* Text to read
------

Things changed when I met Ana. I was outside on the patio, munching on cookies between classes, and she walked up to me just like that.

“You’re La Teacher,” she observed. I wasn’t that hard to pick out. I was blond, and my clothes were different. La Victoria had never had a gringo teacher before so I was somewhat of a celebrity.

“Yes,” I said.

“My son Jason is in the first grade,” she said. Jason…dark eyes, quiet in class. I met so many people during my first months in La Victoria, and it was always, somehow, a shock to connect relatives to each other. It was made more difficult by the fact that everyone seemed related. “Why don’t you come over to my house after school?” Ana suggested. “Have a little coffee.”

“I’d love to,” I said, brightening palpably. “I love coffee.” Ana laughed at what she considered my hyperbolic response. She pointed across the street. “Just go over there and ask for Ana,” she said.

Ana lived in the compound next to the church. Her son, Jason, was an agile soccer player with enormous brown eyes. He was shy, but get him in the school yard with a soccer ball, even a little plastic one, and watch the kid go. Ana had those same saucer eyes and black, feathered hair. Their house was one in a row of tiny box-like houses that the government had built for low-income families. I walked through Ana’s open door to find her sitting in front of the television, watching a telenovela.

“That Eduardo,” she said, shaking her head at the television screen. “He’s no good. He cheats on Maria Luisa and last week he slapped her. He’s just like my husband.”

“Where’s your husband?” I asked, looking around suspiciously. The house was tiny and I already knew that there was no one else in it.

“He left me,” said Ana, and her eyes started to tear. “He’s been gone for a year.” Just as I was beginning to wonder if I should comfort her, she pushed her tears away with a fist and stood up. “Would you like some coffee, Teacher?”

“If it’s not any trouble,” I said, attempting a casual shrug.

Ana walked into the kitchen and plugged in the coffee maker. In my house, a mesh bag that Damaris had once used to make coffee hung on the wall. Coffee grains were placed inside the bag, boiling water poured through it, and a coffee cup held underneath. Ana was more modern; she had a Mr. Coffee. Ana also had an electric stove, as opposed to the wood-burning stove that Damaris used.

Ana prepared a plate of saltines while the coffee was brewing, slapping margarine on one cracker and then placing another cracker on top, like margarine sandwiches. Tourist jumped up and down on my shoulder in a mini-tantrum that I should be subjected to so many variations of unhealthy, fattening food. But my stomach was rumbling, and the craving was there. When the coffee was ready, Ana poured a big mugful and added three spoonfuls of sugar from the sugar jar on the table.

“My husband is going with another woman now,” Ana said, handing me the mug. Like a Pavlovian dog, I felt my heart speed up as I brought the cup to my lips. The coffee was bitter without milk, but full and sweet.

------

* Entries supplied
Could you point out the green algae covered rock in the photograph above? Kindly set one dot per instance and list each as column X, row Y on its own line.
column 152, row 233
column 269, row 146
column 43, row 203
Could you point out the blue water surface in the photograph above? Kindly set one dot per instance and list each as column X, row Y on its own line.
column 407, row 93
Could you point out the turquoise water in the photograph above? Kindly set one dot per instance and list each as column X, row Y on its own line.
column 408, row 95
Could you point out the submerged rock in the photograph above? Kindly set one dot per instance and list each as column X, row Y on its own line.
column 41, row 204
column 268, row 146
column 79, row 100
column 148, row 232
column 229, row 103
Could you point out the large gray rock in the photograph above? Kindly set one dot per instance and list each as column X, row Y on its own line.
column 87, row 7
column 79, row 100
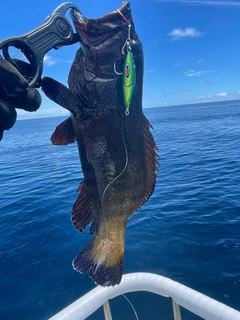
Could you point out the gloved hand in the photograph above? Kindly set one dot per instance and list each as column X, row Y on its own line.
column 11, row 81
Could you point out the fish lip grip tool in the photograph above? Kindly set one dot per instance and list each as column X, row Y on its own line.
column 55, row 32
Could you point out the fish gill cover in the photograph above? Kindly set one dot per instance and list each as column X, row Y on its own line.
column 116, row 147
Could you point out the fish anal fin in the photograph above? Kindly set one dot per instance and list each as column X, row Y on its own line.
column 64, row 133
column 104, row 259
column 83, row 210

------

Repeat the passage about meeting Ana word for word, starting at "Ana walked into" and ending at "that Damaris used.". Work only from the passage about meeting Ana, not from the rows.

Ana walked into the kitchen and plugged in the coffee maker. In my house, a mesh bag that Damaris had once used to make coffee hung on the wall. Coffee grains were placed inside the bag, boiling water poured through it, and a coffee cup held underneath. Ana was more modern; she had a Mr. Coffee. Ana also had an electric stove, as opposed to the wood-burning stove that Damaris used.